Natural-language object grounding data
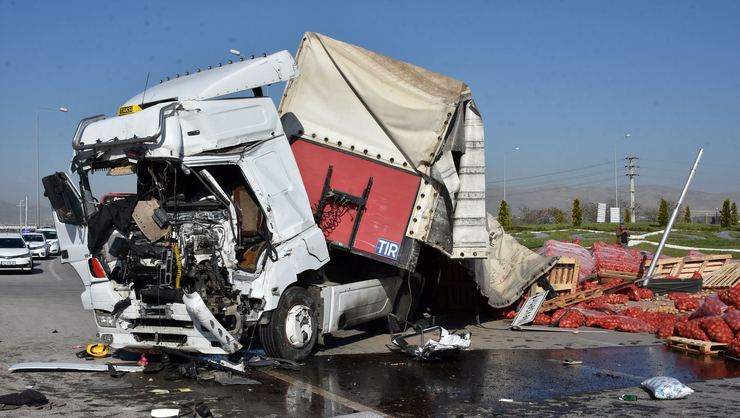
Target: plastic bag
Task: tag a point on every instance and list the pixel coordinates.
(572, 319)
(716, 329)
(541, 319)
(664, 387)
(733, 349)
(687, 304)
(692, 329)
(554, 248)
(616, 258)
(712, 306)
(732, 318)
(614, 299)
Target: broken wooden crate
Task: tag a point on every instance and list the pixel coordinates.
(563, 277)
(686, 267)
(727, 276)
(606, 276)
(688, 345)
(572, 299)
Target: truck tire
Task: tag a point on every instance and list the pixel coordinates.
(293, 329)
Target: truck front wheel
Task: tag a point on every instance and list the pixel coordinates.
(293, 328)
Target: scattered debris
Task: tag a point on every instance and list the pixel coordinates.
(434, 343)
(663, 387)
(727, 276)
(160, 391)
(165, 412)
(685, 267)
(228, 379)
(28, 397)
(80, 367)
(688, 345)
(143, 362)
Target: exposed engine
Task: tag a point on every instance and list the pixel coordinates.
(181, 239)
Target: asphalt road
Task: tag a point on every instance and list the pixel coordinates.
(41, 319)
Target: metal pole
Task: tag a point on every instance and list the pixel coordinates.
(504, 176)
(616, 195)
(667, 230)
(38, 193)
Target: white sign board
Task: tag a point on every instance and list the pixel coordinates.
(601, 213)
(614, 215)
(527, 313)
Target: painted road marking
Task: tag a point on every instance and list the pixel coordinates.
(323, 393)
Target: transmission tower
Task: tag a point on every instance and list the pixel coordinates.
(632, 173)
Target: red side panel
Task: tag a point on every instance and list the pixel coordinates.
(389, 204)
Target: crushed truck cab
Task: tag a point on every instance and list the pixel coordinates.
(326, 213)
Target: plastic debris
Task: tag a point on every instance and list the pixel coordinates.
(434, 343)
(664, 387)
(165, 412)
(159, 391)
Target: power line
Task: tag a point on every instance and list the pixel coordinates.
(540, 189)
(550, 180)
(551, 173)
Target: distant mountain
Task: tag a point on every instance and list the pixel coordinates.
(647, 197)
(561, 197)
(9, 213)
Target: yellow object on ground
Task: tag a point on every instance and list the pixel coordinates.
(98, 350)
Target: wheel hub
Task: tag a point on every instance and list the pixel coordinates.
(298, 326)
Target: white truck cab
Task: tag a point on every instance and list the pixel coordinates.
(219, 235)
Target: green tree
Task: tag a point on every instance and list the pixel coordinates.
(503, 214)
(725, 216)
(559, 216)
(576, 213)
(663, 213)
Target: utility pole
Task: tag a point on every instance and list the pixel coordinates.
(20, 214)
(631, 173)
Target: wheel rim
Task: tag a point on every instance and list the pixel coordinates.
(298, 326)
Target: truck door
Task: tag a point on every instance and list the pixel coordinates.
(70, 222)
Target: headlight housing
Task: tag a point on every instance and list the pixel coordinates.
(105, 319)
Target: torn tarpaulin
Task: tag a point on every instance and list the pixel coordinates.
(434, 343)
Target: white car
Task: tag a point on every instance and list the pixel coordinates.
(14, 254)
(51, 238)
(37, 244)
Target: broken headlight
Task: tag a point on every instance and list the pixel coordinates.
(105, 319)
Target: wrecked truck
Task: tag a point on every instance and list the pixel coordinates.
(330, 211)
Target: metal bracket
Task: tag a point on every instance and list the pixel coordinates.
(343, 198)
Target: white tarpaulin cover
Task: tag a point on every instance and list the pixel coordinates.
(395, 109)
(405, 116)
(509, 269)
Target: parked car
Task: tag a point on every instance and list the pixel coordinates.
(14, 254)
(51, 238)
(37, 244)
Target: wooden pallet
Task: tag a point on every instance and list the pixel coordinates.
(684, 268)
(563, 277)
(725, 277)
(606, 276)
(568, 300)
(687, 345)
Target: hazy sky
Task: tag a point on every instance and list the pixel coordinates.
(562, 80)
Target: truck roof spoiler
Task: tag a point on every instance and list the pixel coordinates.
(242, 75)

Instructions to follow | The answer must be every line from the records above that contains the word "truck", copied in full.

Written response |
Target: truck tire
Target: truck front wheel
Target: crushed truck cab
Target: white truck cab
Target: truck door
Target: wrecked truck
Target: truck roof spoiler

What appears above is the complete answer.